"""
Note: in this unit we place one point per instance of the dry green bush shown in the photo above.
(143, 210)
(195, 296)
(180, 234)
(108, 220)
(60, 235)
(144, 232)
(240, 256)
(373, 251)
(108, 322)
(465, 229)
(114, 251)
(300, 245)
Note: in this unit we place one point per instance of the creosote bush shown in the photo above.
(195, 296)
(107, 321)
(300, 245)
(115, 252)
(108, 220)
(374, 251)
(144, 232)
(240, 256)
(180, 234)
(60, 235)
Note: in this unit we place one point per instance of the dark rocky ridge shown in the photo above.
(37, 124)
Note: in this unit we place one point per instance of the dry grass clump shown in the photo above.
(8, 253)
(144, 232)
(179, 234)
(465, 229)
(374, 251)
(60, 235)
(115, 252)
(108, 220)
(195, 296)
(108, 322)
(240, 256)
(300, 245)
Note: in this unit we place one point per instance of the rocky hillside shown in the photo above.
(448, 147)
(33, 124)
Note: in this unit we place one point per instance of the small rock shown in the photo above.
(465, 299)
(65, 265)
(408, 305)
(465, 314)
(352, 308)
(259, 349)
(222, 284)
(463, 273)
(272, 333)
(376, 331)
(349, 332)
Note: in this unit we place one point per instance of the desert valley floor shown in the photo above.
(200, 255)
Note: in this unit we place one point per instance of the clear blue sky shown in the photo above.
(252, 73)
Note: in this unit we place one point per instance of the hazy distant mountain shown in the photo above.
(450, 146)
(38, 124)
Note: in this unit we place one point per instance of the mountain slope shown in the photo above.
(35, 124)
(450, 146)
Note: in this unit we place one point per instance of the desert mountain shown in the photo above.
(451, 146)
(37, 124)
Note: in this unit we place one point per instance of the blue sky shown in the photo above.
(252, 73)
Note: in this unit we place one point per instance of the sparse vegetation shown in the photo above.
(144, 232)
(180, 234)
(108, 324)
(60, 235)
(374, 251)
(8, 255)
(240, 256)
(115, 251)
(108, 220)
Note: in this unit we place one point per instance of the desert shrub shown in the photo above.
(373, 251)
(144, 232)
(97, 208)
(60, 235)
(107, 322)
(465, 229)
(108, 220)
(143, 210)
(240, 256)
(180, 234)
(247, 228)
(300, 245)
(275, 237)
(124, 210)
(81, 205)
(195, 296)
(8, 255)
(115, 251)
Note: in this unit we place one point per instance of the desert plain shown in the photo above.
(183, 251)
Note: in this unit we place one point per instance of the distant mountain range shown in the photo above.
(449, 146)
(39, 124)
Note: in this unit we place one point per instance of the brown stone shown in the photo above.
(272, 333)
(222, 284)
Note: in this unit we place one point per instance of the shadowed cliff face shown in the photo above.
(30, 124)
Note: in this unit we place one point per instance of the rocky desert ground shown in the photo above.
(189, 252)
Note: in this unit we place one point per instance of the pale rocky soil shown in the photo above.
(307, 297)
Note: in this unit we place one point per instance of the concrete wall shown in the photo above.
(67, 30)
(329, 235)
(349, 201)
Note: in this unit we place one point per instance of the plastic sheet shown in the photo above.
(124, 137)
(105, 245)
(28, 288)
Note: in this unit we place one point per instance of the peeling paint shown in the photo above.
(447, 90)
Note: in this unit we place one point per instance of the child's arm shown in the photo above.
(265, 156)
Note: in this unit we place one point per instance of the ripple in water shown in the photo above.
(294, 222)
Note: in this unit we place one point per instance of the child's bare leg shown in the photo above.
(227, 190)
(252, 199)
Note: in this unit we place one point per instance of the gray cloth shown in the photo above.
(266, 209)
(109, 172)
"""
"""
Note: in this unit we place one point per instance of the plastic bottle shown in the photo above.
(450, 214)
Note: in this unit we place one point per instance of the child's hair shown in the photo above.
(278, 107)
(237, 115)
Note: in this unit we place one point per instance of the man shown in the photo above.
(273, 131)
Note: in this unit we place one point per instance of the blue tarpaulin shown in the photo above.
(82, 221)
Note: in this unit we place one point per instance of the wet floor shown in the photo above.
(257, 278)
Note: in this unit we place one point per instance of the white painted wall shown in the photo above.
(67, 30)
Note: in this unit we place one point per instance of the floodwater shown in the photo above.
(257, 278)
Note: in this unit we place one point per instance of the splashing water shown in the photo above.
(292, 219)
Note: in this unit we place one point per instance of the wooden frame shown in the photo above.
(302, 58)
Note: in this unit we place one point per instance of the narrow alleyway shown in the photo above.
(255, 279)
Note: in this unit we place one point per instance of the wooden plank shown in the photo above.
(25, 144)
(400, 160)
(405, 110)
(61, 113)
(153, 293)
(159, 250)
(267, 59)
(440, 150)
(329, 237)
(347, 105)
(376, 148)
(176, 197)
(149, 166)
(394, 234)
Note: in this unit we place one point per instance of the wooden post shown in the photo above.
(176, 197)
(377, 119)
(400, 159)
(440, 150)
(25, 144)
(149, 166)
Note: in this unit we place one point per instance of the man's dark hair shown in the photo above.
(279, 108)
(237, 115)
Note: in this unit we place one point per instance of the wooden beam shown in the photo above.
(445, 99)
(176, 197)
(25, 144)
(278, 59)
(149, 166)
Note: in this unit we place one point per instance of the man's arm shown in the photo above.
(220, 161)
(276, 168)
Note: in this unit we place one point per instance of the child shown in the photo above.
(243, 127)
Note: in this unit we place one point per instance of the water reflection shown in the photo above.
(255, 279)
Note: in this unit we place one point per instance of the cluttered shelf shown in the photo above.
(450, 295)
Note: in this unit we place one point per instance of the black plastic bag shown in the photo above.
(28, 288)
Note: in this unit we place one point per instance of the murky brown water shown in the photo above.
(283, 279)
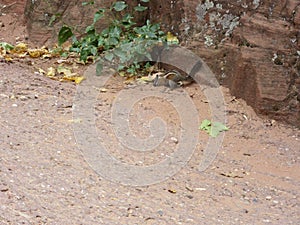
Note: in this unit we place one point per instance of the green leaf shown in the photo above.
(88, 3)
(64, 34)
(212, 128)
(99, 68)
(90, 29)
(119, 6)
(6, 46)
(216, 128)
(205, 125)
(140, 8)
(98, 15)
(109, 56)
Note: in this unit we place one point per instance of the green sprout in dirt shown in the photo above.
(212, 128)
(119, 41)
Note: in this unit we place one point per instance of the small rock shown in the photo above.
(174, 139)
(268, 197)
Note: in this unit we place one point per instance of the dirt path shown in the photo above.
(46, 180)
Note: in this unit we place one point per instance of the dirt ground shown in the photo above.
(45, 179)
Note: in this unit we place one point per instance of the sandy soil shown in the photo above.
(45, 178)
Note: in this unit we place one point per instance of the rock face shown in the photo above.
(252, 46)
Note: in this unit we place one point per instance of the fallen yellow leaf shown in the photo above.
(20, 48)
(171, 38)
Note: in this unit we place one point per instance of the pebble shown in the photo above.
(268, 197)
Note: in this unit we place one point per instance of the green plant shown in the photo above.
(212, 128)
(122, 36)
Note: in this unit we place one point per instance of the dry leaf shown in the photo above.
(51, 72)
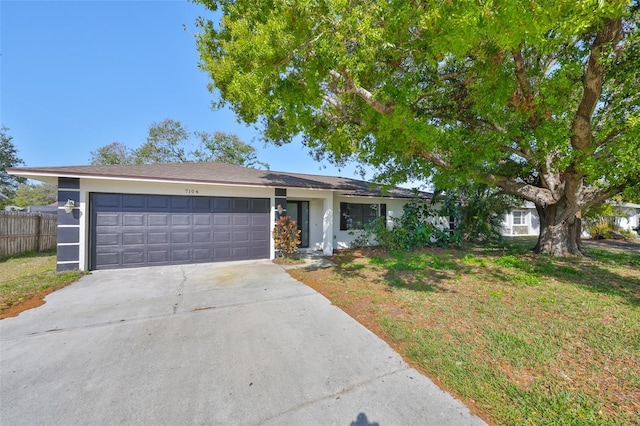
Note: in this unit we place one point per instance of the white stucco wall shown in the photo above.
"""
"""
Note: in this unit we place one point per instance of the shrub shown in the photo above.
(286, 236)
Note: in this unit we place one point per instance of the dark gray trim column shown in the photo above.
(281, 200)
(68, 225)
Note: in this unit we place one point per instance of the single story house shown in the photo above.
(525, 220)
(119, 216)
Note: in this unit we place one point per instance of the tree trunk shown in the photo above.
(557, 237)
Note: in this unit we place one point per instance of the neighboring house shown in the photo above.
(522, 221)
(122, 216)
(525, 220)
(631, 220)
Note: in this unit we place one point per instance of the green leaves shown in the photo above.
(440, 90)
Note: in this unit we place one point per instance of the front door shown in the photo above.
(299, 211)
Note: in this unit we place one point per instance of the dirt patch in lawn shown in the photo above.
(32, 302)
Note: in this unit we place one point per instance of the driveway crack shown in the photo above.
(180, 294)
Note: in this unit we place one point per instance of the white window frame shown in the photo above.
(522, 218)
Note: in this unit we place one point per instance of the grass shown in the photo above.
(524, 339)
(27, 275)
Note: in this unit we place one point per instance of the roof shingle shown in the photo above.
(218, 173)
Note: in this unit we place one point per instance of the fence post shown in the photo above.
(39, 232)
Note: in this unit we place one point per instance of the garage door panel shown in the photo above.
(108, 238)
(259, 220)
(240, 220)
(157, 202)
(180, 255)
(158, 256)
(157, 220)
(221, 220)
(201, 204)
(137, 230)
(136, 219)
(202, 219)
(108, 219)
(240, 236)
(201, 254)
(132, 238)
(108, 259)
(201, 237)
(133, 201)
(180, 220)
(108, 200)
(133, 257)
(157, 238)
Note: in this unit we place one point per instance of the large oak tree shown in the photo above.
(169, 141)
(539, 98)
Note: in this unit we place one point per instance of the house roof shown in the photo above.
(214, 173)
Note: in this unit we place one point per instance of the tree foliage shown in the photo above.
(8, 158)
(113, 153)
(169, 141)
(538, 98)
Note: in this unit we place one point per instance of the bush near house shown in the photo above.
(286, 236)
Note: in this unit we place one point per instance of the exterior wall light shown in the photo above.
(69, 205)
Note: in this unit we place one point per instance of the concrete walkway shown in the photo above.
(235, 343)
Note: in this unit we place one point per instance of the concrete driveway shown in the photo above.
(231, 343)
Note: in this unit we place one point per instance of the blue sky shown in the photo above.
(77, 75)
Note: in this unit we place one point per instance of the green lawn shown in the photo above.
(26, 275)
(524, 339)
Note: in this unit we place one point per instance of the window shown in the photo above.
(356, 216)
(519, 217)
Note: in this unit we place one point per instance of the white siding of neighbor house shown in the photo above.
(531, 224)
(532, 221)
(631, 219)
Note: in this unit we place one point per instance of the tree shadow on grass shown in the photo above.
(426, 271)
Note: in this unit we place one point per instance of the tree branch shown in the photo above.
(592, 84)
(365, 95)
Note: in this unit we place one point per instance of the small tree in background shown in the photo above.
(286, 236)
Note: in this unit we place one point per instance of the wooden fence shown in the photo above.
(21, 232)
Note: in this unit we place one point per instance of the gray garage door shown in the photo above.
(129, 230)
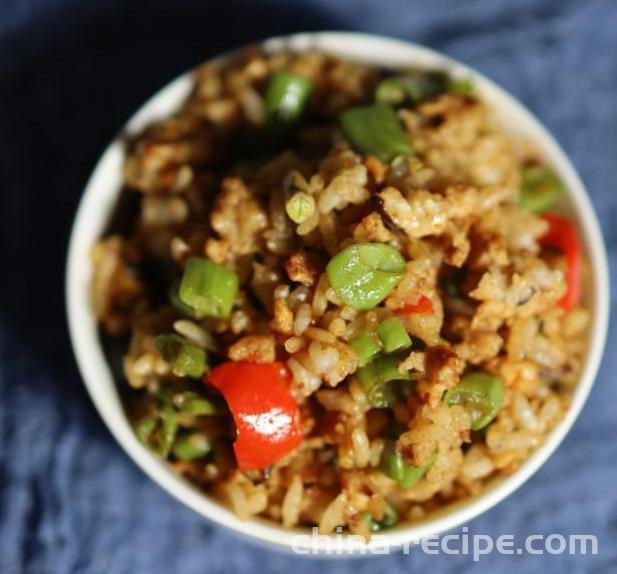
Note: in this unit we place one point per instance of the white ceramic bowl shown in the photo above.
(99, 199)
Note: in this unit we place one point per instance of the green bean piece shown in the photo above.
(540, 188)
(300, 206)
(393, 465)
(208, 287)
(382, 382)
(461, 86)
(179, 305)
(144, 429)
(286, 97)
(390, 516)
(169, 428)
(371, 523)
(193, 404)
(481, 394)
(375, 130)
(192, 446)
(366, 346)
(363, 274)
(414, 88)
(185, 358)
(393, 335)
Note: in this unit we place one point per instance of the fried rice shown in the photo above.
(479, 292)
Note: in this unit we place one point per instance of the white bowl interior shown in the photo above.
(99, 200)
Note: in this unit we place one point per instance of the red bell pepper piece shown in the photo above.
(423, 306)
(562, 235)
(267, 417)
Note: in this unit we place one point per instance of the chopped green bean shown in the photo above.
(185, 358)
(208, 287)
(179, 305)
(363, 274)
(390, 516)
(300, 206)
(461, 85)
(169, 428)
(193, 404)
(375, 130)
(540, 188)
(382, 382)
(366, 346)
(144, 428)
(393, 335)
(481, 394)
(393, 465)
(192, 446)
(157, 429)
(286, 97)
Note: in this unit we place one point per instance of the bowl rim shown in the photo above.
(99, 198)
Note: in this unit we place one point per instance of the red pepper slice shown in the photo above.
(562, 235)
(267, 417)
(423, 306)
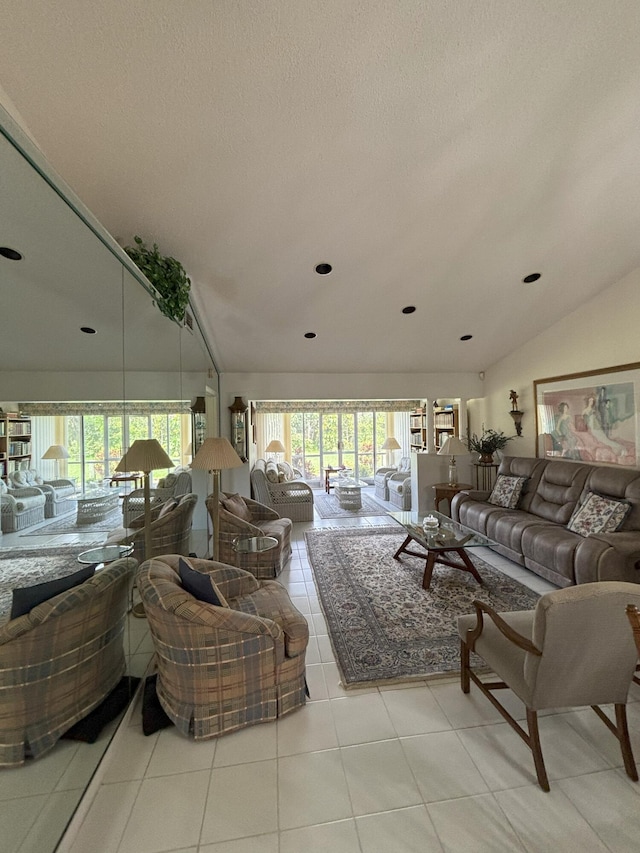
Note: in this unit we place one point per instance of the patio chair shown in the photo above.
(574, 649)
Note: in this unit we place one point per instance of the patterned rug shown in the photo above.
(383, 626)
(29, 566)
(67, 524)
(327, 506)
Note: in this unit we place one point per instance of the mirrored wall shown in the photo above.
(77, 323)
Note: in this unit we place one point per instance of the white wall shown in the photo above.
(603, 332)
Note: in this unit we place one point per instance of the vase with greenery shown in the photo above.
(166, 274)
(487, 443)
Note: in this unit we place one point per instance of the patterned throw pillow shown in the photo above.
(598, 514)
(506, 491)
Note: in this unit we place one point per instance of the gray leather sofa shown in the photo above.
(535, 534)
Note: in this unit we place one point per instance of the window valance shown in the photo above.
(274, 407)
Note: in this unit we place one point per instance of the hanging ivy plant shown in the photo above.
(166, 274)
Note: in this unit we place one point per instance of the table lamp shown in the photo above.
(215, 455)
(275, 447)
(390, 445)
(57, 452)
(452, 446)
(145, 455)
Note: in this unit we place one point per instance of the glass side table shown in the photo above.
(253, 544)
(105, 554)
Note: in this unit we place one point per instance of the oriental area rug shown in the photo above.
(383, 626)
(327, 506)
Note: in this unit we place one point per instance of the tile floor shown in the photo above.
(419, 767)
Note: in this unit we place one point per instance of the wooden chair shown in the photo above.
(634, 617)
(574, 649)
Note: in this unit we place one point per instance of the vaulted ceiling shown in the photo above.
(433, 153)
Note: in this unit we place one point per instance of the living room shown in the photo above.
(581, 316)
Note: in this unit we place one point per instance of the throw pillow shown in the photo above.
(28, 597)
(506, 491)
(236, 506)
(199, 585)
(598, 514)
"""
**Set problem:**
Copy out the lines above, starting at the one that contains "brown water shown in the photo above." and ending at the one that contains "stucco wall shown in the photo above.". Leave the pictures out of your answer.

**The reply:**
Note: in this unit we place one point per instance of the murky brown water shown in the photo above.
(283, 279)
Note: in this unit we place one point per instance of the green leaf shown in the photo above.
(88, 3)
(64, 34)
(212, 128)
(99, 68)
(90, 29)
(119, 6)
(6, 46)
(216, 128)
(205, 125)
(140, 8)
(98, 15)
(109, 56)
Note: in this unit we place one point per instance of the green sprout in dirt shown in the photo above.
(212, 128)
(119, 41)
Note: in this unit we place one point per instance of the small rock shown in the photo above.
(174, 139)
(268, 197)
Note: in this unit we place one point per instance of the dirt path shown in the photo above.
(46, 180)
Note: in this unit we place one point per instance of the dirt ground shown in the photo above.
(45, 179)
Note: in this unit we place one point per instance of the sandy soil shown in the photo above.
(45, 178)
Note: in this unit we place one point per instance of the rock face shown in the photo above.
(252, 46)
Note: in this unit we place one point per instance of the fallen yellow leaf shown in the photo above.
(20, 48)
(171, 38)
Note: in this unit we place one point per instance of the pebble shown in the photo above.
(268, 197)
Note: in this unit we place one point per instance of the green plant shown in the photo above.
(212, 128)
(122, 36)
Note: in this unit we place one point per instance of the dry leaf shown in the photo above.
(51, 72)
Note: in this unit we place one point per instance of the white stucco wall shown in the photo above.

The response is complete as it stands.